== MATERIAL TO PROCESS ==

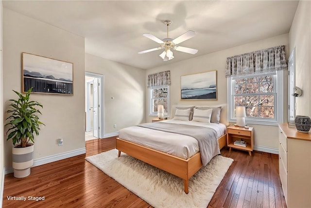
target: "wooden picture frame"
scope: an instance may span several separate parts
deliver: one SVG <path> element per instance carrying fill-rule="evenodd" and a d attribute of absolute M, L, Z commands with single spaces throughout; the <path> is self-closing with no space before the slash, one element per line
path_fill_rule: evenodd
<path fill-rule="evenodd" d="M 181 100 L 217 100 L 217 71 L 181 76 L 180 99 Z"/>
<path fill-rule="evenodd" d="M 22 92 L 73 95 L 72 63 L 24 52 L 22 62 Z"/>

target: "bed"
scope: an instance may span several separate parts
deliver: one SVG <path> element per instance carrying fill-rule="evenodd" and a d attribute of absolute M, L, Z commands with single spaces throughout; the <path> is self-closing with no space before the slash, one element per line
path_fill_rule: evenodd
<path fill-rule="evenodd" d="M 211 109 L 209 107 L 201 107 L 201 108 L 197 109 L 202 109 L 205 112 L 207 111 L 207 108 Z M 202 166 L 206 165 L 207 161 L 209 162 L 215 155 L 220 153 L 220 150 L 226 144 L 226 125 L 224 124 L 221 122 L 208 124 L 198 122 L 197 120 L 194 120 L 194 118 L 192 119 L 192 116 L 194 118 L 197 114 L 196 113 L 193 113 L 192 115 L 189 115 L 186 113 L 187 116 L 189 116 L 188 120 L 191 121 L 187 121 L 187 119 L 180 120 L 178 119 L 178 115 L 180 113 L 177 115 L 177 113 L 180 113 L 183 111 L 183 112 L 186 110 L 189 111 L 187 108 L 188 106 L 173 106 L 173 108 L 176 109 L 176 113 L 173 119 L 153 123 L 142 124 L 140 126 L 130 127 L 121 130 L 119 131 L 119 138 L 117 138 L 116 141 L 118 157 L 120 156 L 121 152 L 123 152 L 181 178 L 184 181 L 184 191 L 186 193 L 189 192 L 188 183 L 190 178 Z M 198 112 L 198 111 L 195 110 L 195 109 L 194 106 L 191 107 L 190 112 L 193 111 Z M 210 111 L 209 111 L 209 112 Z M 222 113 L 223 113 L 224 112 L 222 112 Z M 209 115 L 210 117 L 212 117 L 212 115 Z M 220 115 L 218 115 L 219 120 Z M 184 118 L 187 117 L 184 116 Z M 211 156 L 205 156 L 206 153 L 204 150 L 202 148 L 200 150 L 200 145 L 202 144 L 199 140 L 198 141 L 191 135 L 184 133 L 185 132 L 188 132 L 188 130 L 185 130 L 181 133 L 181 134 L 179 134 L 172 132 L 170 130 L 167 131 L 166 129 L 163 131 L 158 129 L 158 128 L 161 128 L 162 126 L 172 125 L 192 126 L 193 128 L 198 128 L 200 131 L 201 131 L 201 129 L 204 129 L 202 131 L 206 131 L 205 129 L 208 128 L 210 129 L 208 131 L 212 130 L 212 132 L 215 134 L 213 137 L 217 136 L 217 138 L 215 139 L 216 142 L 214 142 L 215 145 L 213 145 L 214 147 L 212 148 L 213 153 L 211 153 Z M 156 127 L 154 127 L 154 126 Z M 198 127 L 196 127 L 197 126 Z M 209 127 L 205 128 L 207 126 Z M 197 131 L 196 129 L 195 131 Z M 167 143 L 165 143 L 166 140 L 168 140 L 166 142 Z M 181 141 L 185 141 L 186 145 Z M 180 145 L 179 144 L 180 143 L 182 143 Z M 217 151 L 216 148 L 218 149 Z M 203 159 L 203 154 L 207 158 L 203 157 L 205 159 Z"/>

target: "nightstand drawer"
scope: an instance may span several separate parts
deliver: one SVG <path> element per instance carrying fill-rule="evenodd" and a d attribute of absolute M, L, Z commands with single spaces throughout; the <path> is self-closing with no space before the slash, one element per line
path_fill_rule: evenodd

===
== MATERIAL TO PROCESS ==

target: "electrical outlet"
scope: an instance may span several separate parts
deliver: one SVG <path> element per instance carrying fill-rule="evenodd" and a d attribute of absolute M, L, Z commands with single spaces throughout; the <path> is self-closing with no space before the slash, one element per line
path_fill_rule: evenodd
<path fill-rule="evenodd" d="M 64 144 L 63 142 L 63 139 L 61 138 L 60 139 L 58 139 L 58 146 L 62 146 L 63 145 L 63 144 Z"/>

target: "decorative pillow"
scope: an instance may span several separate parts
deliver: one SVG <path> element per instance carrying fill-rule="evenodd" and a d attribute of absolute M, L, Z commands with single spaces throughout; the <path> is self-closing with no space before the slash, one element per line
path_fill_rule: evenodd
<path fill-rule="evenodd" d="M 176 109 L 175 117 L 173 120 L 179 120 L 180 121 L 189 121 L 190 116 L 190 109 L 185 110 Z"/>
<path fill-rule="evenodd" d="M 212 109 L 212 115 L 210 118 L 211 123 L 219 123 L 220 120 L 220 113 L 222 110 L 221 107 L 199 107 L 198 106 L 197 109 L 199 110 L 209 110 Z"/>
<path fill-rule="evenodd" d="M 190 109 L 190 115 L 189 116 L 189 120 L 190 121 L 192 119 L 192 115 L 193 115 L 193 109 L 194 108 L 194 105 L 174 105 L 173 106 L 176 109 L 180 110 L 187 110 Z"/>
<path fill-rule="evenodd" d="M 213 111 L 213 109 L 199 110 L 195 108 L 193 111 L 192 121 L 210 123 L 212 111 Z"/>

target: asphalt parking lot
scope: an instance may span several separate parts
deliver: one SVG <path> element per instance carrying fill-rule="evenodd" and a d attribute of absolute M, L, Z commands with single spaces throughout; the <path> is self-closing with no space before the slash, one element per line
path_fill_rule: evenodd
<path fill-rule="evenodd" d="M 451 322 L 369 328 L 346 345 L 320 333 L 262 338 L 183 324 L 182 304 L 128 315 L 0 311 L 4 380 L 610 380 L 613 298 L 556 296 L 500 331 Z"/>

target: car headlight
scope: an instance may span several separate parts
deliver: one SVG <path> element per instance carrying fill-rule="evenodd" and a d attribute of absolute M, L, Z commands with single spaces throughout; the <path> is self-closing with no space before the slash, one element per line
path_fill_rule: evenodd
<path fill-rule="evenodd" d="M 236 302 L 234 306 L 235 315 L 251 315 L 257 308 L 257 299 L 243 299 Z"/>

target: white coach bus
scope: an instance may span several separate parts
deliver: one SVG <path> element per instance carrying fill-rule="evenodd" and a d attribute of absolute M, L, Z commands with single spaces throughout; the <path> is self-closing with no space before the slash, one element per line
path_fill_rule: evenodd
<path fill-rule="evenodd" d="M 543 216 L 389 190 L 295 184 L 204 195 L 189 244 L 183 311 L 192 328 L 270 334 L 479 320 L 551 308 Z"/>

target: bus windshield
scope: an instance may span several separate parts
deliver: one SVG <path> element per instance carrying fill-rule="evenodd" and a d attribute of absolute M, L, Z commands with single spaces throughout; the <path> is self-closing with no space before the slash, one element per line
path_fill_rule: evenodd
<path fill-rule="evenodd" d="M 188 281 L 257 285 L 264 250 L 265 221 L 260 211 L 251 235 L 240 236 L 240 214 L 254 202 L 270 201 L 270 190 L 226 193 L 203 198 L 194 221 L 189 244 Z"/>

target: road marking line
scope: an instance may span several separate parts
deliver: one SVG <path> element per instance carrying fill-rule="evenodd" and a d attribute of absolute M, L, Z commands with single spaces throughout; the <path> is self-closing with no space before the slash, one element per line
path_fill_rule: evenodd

===

▶ PROBLEM DESCRIPTION
List every line of the records that contains the string "target", matching case exactly.

▶ SOLUTION TO THIS TASK
target: "wooden picture frame"
target: "bed"
target: "nightstand drawer"
target: "electrical outlet"
target: "decorative pillow"
target: asphalt parking lot
target: car headlight
target: white coach bus
target: bus windshield
target: road marking line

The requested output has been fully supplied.